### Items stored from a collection
BEGIN

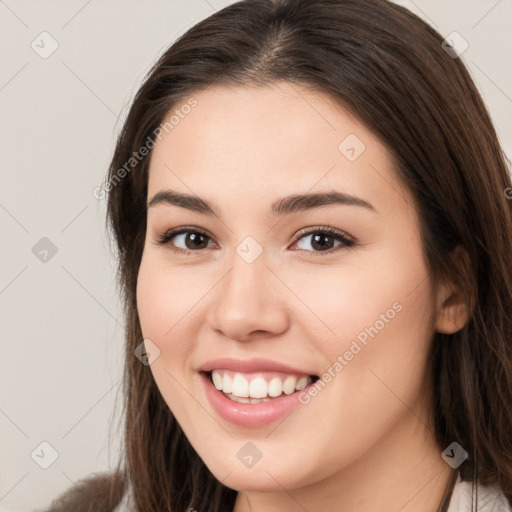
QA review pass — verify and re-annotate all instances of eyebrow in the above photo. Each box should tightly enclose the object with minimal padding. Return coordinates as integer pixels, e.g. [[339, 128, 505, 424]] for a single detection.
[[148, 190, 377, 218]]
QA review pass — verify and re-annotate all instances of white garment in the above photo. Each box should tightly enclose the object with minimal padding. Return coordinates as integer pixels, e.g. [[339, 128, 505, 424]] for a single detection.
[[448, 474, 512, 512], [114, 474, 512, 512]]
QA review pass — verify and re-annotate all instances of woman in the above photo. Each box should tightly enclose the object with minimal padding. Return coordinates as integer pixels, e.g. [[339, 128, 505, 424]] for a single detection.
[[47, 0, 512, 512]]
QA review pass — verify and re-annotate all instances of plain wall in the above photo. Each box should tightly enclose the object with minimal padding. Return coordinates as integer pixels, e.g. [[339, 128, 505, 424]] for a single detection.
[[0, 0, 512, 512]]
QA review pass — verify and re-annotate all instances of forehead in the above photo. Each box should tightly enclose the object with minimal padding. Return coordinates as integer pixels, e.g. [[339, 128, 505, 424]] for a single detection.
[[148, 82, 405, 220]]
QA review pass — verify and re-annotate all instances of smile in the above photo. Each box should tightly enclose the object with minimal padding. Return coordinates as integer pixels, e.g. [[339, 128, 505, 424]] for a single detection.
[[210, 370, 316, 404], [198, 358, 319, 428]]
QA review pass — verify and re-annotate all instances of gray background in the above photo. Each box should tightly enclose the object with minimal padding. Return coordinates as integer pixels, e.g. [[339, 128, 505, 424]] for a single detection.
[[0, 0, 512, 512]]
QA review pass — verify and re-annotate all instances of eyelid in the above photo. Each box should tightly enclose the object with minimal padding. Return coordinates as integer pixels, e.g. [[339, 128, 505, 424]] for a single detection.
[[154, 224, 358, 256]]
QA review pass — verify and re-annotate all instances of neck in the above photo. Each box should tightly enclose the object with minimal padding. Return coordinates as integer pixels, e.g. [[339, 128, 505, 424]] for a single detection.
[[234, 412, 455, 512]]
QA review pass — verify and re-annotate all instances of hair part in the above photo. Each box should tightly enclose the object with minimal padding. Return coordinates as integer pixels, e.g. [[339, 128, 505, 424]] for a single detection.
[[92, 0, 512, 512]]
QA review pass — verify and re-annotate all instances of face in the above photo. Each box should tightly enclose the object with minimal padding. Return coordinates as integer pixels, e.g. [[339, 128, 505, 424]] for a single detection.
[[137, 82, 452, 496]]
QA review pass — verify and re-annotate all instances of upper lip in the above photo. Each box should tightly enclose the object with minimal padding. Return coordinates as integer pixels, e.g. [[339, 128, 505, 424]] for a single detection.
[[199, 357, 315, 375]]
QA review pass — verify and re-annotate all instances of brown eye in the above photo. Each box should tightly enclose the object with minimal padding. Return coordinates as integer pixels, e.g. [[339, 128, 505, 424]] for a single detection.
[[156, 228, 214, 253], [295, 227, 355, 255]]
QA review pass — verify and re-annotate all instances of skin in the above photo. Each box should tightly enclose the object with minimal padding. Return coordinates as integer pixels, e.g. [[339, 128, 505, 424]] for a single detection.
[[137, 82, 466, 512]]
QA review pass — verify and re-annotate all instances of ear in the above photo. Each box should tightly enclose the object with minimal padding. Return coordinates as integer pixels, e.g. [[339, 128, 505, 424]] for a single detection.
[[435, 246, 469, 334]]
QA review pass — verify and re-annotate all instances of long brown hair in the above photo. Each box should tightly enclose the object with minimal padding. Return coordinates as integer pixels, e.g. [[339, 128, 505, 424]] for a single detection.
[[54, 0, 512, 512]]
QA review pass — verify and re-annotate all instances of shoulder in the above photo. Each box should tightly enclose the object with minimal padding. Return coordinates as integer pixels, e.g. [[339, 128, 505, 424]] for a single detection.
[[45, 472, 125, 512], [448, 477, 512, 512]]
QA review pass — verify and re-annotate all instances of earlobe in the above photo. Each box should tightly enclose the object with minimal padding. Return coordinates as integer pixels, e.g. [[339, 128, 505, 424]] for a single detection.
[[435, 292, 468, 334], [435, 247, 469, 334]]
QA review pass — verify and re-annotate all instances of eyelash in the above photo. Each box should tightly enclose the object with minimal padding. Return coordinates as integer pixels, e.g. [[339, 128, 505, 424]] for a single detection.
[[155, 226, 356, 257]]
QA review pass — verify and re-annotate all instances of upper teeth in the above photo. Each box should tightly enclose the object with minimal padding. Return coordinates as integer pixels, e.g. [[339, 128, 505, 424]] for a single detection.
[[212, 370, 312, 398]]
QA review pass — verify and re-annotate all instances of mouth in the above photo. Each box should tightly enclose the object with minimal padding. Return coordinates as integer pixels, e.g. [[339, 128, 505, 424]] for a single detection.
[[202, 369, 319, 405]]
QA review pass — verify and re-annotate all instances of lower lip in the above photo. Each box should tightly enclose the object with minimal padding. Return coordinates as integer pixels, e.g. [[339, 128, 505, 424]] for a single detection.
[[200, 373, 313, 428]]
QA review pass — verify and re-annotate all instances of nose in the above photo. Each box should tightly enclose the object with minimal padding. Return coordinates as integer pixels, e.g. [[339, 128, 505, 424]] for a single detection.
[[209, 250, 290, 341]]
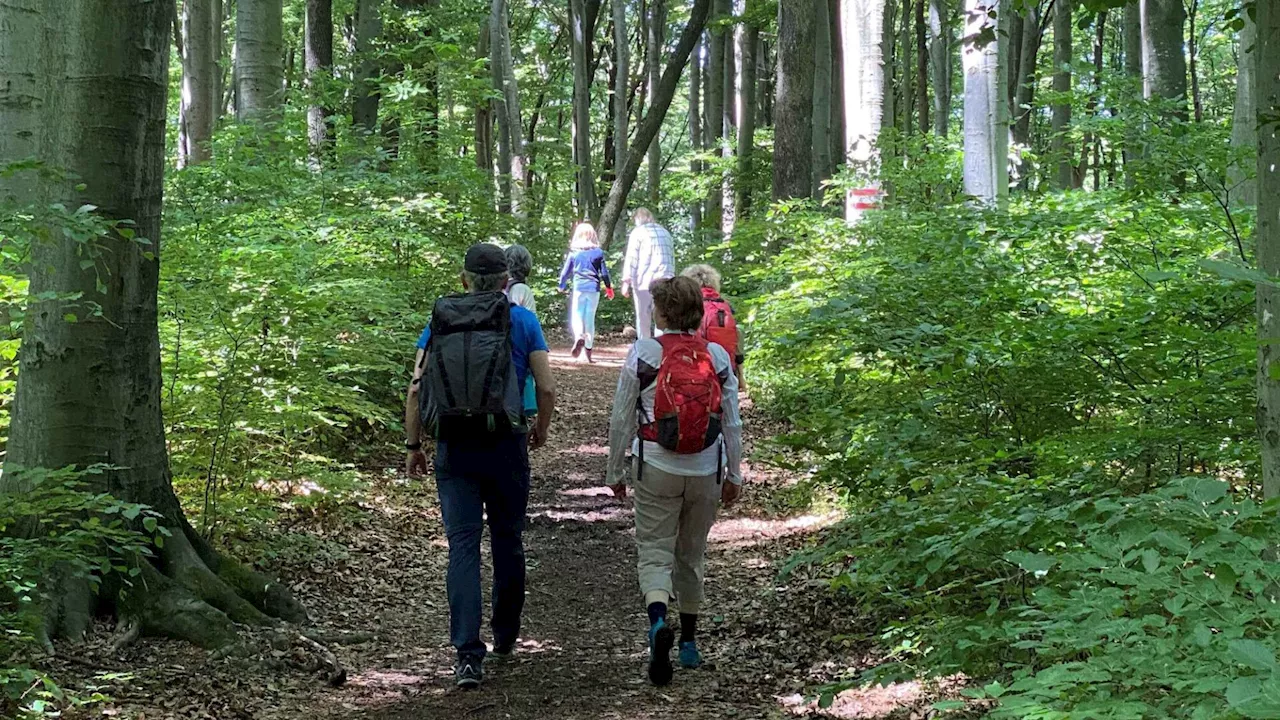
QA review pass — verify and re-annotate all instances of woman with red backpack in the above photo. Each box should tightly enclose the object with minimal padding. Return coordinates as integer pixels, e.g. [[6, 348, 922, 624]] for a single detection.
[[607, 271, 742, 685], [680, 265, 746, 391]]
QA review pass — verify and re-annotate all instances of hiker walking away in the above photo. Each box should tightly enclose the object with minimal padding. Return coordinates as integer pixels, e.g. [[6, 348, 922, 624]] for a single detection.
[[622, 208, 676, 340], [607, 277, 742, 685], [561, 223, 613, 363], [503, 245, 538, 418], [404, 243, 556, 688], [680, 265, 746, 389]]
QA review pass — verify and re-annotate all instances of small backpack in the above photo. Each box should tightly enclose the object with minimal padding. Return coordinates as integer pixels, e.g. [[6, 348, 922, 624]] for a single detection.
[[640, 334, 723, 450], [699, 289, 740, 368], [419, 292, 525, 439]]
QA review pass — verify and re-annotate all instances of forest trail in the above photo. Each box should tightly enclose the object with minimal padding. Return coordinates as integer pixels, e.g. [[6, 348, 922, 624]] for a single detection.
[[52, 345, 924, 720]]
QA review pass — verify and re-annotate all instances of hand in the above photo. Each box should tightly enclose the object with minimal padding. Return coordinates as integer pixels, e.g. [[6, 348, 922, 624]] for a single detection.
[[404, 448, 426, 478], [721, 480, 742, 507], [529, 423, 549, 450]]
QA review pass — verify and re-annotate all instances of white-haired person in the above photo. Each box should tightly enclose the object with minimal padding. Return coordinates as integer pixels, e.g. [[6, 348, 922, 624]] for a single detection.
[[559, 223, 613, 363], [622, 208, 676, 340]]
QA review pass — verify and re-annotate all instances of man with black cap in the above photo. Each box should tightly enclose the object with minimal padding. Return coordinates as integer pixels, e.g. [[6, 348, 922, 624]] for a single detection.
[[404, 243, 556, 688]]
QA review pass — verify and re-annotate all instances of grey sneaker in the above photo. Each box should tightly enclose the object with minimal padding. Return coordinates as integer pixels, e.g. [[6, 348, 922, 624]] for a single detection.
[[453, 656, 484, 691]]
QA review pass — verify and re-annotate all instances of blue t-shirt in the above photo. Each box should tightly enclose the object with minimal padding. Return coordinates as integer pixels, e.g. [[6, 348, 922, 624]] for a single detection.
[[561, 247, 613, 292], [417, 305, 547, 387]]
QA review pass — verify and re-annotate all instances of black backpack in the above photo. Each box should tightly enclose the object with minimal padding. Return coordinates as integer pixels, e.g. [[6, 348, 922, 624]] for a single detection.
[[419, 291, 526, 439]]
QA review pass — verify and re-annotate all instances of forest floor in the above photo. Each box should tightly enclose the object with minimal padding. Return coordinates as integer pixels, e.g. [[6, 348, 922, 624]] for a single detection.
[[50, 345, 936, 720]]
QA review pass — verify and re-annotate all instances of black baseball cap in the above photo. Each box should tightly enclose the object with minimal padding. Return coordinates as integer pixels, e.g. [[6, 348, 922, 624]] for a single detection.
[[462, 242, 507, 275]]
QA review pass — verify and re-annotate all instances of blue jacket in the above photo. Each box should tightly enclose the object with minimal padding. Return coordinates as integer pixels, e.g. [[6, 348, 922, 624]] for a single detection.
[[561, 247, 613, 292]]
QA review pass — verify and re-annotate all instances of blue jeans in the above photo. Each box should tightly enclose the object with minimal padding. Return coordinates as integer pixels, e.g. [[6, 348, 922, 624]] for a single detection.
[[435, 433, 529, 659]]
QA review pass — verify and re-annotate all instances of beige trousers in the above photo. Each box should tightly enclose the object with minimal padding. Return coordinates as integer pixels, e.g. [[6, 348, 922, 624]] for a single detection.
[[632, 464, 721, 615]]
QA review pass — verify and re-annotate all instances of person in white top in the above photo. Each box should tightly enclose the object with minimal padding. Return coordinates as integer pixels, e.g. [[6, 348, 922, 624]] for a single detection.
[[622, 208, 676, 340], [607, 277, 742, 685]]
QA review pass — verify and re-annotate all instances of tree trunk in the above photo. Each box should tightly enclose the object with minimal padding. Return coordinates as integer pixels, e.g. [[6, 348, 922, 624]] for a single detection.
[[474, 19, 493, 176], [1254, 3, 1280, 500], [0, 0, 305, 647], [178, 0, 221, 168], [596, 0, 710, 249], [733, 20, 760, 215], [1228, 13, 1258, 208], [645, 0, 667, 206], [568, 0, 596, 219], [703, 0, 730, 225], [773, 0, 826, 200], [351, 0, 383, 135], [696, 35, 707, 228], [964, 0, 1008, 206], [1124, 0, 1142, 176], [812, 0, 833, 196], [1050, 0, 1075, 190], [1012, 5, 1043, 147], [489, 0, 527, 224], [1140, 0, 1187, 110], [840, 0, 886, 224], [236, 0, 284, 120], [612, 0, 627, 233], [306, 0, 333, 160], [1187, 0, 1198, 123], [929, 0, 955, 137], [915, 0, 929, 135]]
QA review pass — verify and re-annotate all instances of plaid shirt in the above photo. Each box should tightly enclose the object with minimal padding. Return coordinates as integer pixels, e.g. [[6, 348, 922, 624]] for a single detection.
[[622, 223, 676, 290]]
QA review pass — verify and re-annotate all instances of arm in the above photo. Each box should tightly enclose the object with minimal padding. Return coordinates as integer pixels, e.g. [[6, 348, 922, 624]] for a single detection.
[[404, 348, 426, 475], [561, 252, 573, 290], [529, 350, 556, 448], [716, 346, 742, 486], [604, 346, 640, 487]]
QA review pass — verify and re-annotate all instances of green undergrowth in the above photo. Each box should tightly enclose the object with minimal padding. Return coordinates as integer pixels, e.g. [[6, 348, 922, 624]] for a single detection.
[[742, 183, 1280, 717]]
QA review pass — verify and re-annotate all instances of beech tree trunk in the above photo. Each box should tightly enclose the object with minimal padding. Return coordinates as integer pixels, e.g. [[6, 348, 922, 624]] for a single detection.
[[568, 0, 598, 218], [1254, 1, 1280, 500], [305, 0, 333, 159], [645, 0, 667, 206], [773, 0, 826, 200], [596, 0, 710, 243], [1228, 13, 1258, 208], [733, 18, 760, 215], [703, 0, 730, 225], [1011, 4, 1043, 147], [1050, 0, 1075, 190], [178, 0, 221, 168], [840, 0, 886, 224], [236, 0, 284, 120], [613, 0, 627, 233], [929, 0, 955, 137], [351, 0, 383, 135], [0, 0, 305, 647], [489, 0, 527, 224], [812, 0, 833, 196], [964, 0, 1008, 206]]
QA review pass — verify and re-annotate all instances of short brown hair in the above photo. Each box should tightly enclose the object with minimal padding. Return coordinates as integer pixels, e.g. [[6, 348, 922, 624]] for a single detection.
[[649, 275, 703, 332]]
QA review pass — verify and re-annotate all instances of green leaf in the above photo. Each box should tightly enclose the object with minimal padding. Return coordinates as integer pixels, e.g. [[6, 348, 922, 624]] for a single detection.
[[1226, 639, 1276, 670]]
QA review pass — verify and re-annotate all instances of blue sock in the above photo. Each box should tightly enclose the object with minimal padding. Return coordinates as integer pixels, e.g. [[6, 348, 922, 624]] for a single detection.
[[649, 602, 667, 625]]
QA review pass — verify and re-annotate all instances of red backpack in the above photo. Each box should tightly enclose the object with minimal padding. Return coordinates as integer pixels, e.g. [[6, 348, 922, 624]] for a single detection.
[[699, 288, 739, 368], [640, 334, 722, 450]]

END

### What you are asked to do
Please write out, without any change, everything from the line containing "of woman in" down to the line containing "[[92, 0, 512, 512]]", including both of those lines.

### The solution
QA review pass — verify and re-annotate all instances of woman in the above photo. Each box should tightly enclose the object with minimal padding. Return coordinates as integer pixels, e.g. [[339, 128, 505, 424]] for a single detection.
[[47, 0, 512, 512]]
QA review pass — verify and re-annotate all instances of plain wall in the above photo. Each box should tightly enclose the object with minimal padding. Return coordinates as integer pixels, e.g. [[339, 128, 505, 424]] for a single detection.
[[0, 0, 512, 512]]
QA review pass — verify and re-annotate all instances of forehead in the above photo. Each box should tightly enclose the object with minimal padding. Return coordinates as integer pixels, e.g. [[339, 128, 505, 424]] for a single detection.
[[148, 82, 405, 220]]
QA review pass — verify and re-annotate all instances of smile in the above photo. Each box should tightly enclose the object with minimal padding. Return coordinates as integer pixels, e.g. [[339, 128, 505, 424]] for a single detection.
[[210, 370, 316, 404], [198, 358, 319, 428]]
QA review pass — verify and re-annotate all instances of gray background in the above photo. Each box should tightly enclose the object with minimal padding. Return coordinates as integer pixels, e.g. [[339, 128, 505, 424]] for a single detection.
[[0, 0, 512, 512]]
QA review pass — verify and re-annotate all instances of eyelid in the above photo. Each box should tightly enclose the object with minimal padding. Return coordinates as integer pixels, e.g. [[339, 128, 505, 424]] for a single detection.
[[154, 224, 358, 256]]
QA review pass — verify and re-annotate all instances of neck in the above photo. Each box should tightly enclose the object with minimal padding. Return coordinates as integer pixels, e.g. [[339, 128, 505, 424]] for a single detection.
[[234, 412, 455, 512]]
QA review pass — verify and re-annotate all instances of hair part in the above photo. Each box should tightly enclose the object with minimal padding. Return coordinates as integer pixels, e.g. [[339, 128, 505, 424]] for a single detection.
[[92, 0, 512, 512]]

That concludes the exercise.